-- BEGIN DATA SUPPLIED --

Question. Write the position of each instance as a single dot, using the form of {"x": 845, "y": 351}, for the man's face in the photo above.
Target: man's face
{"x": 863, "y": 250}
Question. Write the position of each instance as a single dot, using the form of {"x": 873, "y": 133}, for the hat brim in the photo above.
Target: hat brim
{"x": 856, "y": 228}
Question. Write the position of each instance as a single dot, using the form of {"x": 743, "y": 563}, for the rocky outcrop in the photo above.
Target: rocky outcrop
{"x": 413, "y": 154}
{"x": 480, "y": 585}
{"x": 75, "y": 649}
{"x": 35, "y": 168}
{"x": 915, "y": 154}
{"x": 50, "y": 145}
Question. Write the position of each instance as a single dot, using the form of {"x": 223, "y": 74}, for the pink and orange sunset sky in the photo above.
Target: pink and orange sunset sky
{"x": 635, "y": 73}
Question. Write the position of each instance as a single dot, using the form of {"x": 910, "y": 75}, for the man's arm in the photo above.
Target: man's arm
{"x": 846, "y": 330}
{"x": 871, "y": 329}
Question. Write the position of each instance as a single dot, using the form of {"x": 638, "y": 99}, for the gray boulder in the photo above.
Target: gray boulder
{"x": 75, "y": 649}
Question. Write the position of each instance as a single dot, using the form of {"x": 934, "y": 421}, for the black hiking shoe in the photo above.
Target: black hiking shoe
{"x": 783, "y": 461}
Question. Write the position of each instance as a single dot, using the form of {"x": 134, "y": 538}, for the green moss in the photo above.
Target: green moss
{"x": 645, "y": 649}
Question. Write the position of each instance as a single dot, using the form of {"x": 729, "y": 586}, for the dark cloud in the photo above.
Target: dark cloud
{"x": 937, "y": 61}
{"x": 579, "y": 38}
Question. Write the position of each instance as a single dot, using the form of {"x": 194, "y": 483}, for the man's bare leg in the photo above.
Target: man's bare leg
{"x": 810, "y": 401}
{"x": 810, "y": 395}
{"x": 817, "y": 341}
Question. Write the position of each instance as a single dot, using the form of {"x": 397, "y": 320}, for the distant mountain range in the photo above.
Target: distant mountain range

-- END DATA SUPPLIED --

TO BE DONE
Reproduce all of the records above, word for word and line for line.

PROBLEM SOLUTION
Question. Write the position of each instance as a single dot, using the form of {"x": 845, "y": 351}, for the man's face in the photo above.
Target: man's face
{"x": 863, "y": 250}
Question. Write the position of each instance as a single dot, using the form of {"x": 873, "y": 133}, for the hat brim in the photo above.
Target: hat brim
{"x": 856, "y": 228}
Question. Write the position of each instance as a single dot, using the form of {"x": 743, "y": 563}, for the rocky outcrop in the photo above.
Target: rocky outcrop
{"x": 413, "y": 154}
{"x": 480, "y": 585}
{"x": 75, "y": 649}
{"x": 35, "y": 168}
{"x": 915, "y": 154}
{"x": 50, "y": 145}
Question. Write the position of each instance as a single dot, using the form of {"x": 223, "y": 74}, for the pink and orange sunset sky in the photo above.
Target: pink and orange sunset sky
{"x": 635, "y": 73}
Question. Write the position of each instance as a single dot, using the form of {"x": 910, "y": 75}, for the man's arm in the photo above.
Target: man's arm
{"x": 846, "y": 330}
{"x": 871, "y": 329}
Question. Write the position of each instance as a single dot, using the form of {"x": 638, "y": 99}, for the gray boulder in the photo above.
Target: gray boulder
{"x": 75, "y": 649}
Question. Write the position of each instance as a single dot, using the form of {"x": 934, "y": 421}, for the black hiking shoe in the photo above.
Target: black hiking shoe
{"x": 783, "y": 461}
Question. Write the position of each instance as a single dot, using the form of {"x": 134, "y": 538}, for the green moss in the photo above.
Target: green moss
{"x": 645, "y": 649}
Question. Write the position of each instance as a single dot, using the form of {"x": 729, "y": 586}, for the dark cloud in the photo above.
Target: dark cloud
{"x": 937, "y": 61}
{"x": 579, "y": 38}
Question. Write the position of each instance as a single dot, using the form of {"x": 194, "y": 483}, for the man's bare leg in the photo above.
Target: man's bare leg
{"x": 810, "y": 401}
{"x": 810, "y": 395}
{"x": 817, "y": 341}
Question. Write the position of each instance as a single dot, using the form of {"x": 397, "y": 320}, for the distant mountain range in the photo above.
Target: distant mountain range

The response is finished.